Un peu plus tard, nous sommes allés dans le secteur
américain, nous étions couverts de cadeaux du
genre : boîtes d'ananas, boîtes de fruits, cartouches
de cigarettes, chocolat... enfin une profusion de bonnes choses
! Par contre, nous autres pour les accueillir à la ferme,
et bien il y avait du cidre bouché et... de la goutte.
Avant de boire le cidre bouché, au départ il fallait
que l'on goutte parce que les américains étaient
méfiants.
"je reconnais la dame.."
Lors de l'anniversaire du quarantième, il y a 10 ans,
j'ai rencontré un ancien combattant qui était
âgé et qui cherchait mon père, alors décédé.
Je lui ai dit " Mr Dubois est décédé,
mais par contre, j'ai ma mère qui est là, encore
! " Il a dit :" Je vous reconnais, je reconnais la
dame qui m'a servi à boire au débarquement, je
vais pouvoir dire à mes enfants : j'ai revu la dame ...
grâce à qui je croyais avoir perdu la guerre !
" En effet nous leur avions offert du calvados que les
américains ne connaissaient pas et ils avalaient leur
verre comme un verre de vin : ils avaient failli s'étouffer
!
" tu m'écriras ..."

------------

> _Consigne A_: Dans la liste ci-dessous, mettez en liste JSON de chaînes les lignes allant de celle qui contient « Would you be able to indicate the gray » jusqu'à la fin de la liste, bornes incluses, avec une chaîne par ligne et sans les lignes vides.

------------

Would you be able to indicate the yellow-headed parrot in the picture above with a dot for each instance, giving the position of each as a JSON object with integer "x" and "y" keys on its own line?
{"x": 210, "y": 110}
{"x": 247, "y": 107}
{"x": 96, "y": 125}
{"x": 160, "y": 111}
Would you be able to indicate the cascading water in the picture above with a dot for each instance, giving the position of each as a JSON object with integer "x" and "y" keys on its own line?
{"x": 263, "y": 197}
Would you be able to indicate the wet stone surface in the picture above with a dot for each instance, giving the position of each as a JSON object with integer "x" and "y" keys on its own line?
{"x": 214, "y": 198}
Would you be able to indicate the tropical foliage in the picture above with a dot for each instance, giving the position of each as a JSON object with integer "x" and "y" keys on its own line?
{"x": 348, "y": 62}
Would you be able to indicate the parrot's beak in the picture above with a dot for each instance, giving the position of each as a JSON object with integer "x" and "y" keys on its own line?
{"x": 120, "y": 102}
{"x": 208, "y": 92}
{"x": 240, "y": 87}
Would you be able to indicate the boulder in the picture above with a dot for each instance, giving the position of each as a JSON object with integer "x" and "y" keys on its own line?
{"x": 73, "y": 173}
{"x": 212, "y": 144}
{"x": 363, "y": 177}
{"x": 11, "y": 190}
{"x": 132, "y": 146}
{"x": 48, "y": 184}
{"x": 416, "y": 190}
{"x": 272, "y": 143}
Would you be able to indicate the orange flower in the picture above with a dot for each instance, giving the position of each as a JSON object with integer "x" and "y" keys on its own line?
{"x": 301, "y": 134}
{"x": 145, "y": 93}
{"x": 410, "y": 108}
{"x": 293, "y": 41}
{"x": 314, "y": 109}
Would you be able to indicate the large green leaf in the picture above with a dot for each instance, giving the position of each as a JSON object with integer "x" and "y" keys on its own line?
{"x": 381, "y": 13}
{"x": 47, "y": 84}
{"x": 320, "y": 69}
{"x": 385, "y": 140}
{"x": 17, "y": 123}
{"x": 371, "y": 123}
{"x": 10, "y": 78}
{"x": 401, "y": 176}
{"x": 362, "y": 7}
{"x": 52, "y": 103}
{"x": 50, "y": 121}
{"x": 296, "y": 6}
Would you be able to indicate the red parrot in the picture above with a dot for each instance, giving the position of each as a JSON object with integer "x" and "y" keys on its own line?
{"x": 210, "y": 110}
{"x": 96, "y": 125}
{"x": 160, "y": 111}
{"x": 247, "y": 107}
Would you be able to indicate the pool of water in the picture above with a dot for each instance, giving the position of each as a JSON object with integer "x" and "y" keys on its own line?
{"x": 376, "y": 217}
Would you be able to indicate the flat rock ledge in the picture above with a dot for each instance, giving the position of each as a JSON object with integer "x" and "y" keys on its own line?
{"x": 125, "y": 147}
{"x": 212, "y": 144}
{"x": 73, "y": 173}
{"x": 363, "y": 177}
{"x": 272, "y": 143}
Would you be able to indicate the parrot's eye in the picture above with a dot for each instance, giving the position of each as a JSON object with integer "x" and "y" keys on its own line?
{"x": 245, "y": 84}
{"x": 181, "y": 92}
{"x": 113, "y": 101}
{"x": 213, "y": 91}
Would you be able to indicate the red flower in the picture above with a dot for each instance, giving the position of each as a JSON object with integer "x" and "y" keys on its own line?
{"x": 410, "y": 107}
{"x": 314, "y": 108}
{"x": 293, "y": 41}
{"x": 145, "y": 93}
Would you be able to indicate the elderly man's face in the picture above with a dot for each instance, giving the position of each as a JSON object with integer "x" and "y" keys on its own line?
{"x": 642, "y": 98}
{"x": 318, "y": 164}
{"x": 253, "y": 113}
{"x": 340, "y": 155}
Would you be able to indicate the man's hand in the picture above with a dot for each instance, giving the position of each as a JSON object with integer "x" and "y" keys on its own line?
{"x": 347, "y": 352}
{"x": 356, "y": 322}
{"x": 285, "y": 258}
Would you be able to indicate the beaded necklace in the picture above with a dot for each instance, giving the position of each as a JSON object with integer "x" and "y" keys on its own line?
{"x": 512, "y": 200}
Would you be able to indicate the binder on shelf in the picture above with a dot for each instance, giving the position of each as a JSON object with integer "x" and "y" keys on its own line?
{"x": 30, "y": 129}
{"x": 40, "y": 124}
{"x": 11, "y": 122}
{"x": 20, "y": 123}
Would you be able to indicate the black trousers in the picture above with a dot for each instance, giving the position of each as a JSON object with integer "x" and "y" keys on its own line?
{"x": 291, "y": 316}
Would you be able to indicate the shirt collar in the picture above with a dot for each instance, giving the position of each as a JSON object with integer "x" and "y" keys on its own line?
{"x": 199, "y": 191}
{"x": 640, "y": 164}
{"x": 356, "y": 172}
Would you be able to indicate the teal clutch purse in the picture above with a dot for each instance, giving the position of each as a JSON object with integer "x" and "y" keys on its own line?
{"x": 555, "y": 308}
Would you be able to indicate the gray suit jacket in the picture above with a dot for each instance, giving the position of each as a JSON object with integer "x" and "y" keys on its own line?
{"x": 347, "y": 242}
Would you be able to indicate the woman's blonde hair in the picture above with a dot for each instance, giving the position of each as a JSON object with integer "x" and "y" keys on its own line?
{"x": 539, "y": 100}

------------

> _Consigne B_:
Répondez à ces questions d'après le témoignage ci-dessus :
(i) Quelles boissons servait-on aux Américains à la ferme ?
(ii) À quelle occasion la personne qui raconte a-t-elle rencontré l'ancien combattant ?
(iii) Pourquoi les Américains ont-ils failli s'étouffer ?

> _Résultat A_:
[
  "Would you be able to indicate the gray suit jacket in the picture above with a dot for each instance, giving the position of each as a JSON object with integer \"x\" and \"y\" keys on its own line?",
  "{\"x\": 347, \"y\": 242}",
  "Would you be able to indicate the woman's blonde hair in the picture above with a dot for each instance, giving the position of each as a JSON object with integer \"x\" and \"y\" keys on its own line?",
  "{\"x\": 539, \"y\": 100}"
]

> _Résultat B_:
(i) Du cidre bouché et de la goutte.
(ii) Lors de l'anniversaire du quarantième, il y a 10 ans.
(iii) Ils avalaient le calvados, qu'ils ne connaissaient pas, comme un verre de vin.